WORK TASK – Return only the lines from the one containing "Query: distant building" to the end of the material, with each one exactly as it appears.

::: EXERCISE DATA

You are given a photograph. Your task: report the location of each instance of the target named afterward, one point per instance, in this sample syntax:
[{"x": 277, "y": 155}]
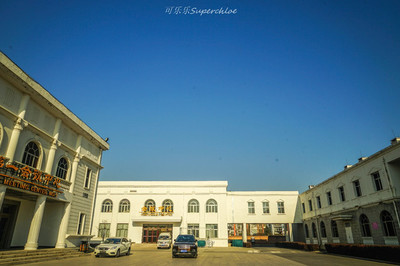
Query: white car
[{"x": 113, "y": 246}]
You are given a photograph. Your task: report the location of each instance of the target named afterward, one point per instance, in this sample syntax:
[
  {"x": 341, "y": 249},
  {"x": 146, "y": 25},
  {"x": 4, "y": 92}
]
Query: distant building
[
  {"x": 142, "y": 210},
  {"x": 49, "y": 166},
  {"x": 359, "y": 205}
]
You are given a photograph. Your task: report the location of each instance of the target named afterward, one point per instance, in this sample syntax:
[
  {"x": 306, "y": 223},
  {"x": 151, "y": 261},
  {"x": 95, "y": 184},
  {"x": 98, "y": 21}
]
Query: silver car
[{"x": 113, "y": 246}]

::::::

THE COMPLETED TASK –
Query: distant building
[
  {"x": 142, "y": 210},
  {"x": 49, "y": 166},
  {"x": 359, "y": 205}
]
You are given a photograph. Your task: report the location of each instance of the target named afterward, one point per instance, in this sample syntax:
[
  {"x": 306, "y": 223},
  {"x": 151, "y": 261},
  {"x": 95, "y": 184},
  {"x": 98, "y": 21}
]
Query: silver car
[{"x": 113, "y": 246}]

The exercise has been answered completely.